Provided text =
■ ■ ■ ■
Frank Burke

Personal information
- Native name: Proinsias de Búrca (Irish)
- Nickname: Fergus
- Born: James Francis Burke 8 April 1895 Carbury, County Kildare, Ireland
- Died: 28 December 1987 (aged 92) Rathfarnham, Dublin, Ireland
- Occupation: Secondary school teacher

Sport
- Football Position: Forward
- Hurling Position: Forward

Club
- Years: Club
- Collegians

Club titles
- Football / Hurling
- Dublin titles: 0 / 3

College
- Years: College
- 1915–1924: University College Dublin

College titles
- Sigerson titles: 4
- Fitzgibbon titles: 5

Inter-county
- Years: County
- 1917–1927: Dublin

Inter-county titles
- Football / Hurling
- Leinster Titles: 5 / 4
- All-Ireland Titles: 3 / 2

= Frank Burke (dual player) =

Irish Gaelic footballer

James Francis Burke (8 April 1895 – 28 December 1987) was an Irish hurler, Gaelic footballer and revolutionary. His championship career as a dual player with the Dublin senior teams spanned ten years from 1917 until 1927.

Born in Carbury, County Kildare, Burke was educated locally before later boarding at St. Enda's School in Dublin. Under the influence of Patrick Pearse he joined the Irish Republican Brotherhood and was a founder-member of the Irish Volunteers in 1913. During the 1916 Easter Rising Burke was stationed in the General Post Office before later manning a barricade on Moore Street. His sister, Aoife de Búrca was a nurse in the GPO while he was there. After a period of internment in Stafford and Frongoch he returned to Dublin where he took over as headmaster of St. Enda's School.

Burke enjoyed his first successes in competitive hurling in St Enda's, where he was captain of Sgoil Éanna's Junior Hurlers, leaders of Dublin Minor League, Division B, aged 15, and also captain of the Junior Footballers, who won the Schools Football Championship and was a star handball player. He then won a scholarship to the National University, as did fellow-pupils Denis Gwynn and Donal O'Connor.

He continued his success in hurling and football during his studies at University College Dublin. A regular on the university's inter-varsities team he won five Sigerson Cup medals and four Fitzgibbon Cup medals between 1915 and 1924.

At club level Burke played with the Colegians team. As a hurler he won three successive county senior championship medals from 1917 to 1919.
■ ■ ■ ■
Given material =

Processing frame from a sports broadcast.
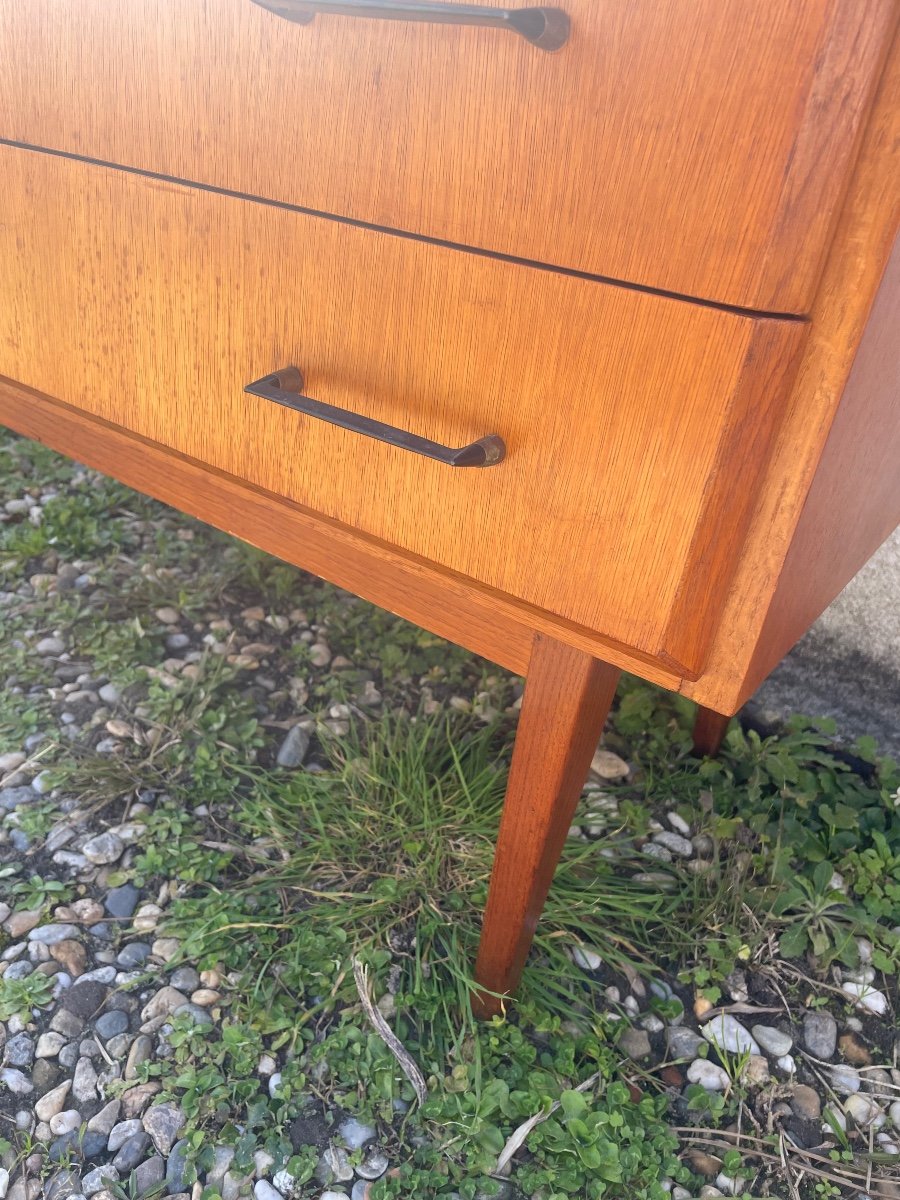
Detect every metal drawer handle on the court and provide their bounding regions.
[253,0,570,50]
[244,366,506,467]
■ ■ ■ ■
Short task = Retype the passage of the Frank Burke text starting with "James Francis Burke (8" and going on through "St. Enda's School.". The data come from a different source than the Frank Burke text.

Reply to the task =
James Francis Burke (8 April 1895 – 28 December 1987) was an Irish hurler, Gaelic footballer and revolutionary. His championship career as a dual player with the Dublin senior teams spanned ten years from 1917 until 1927.

Born in Carbury, County Kildare, Burke was educated locally before later boarding at St. Enda's School in Dublin. Under the influence of Patrick Pearse he joined the Irish Republican Brotherhood and was a founder-member of the Irish Volunteers in 1913. During the 1916 Easter Rising Burke was stationed in the General Post Office before later manning a barricade on Moore Street. His sister, Aoife de Búrca was a nurse in the GPO while he was there. After a period of internment in Stafford and Frongoch he returned to Dublin where he took over as headmaster of St. Enda's School.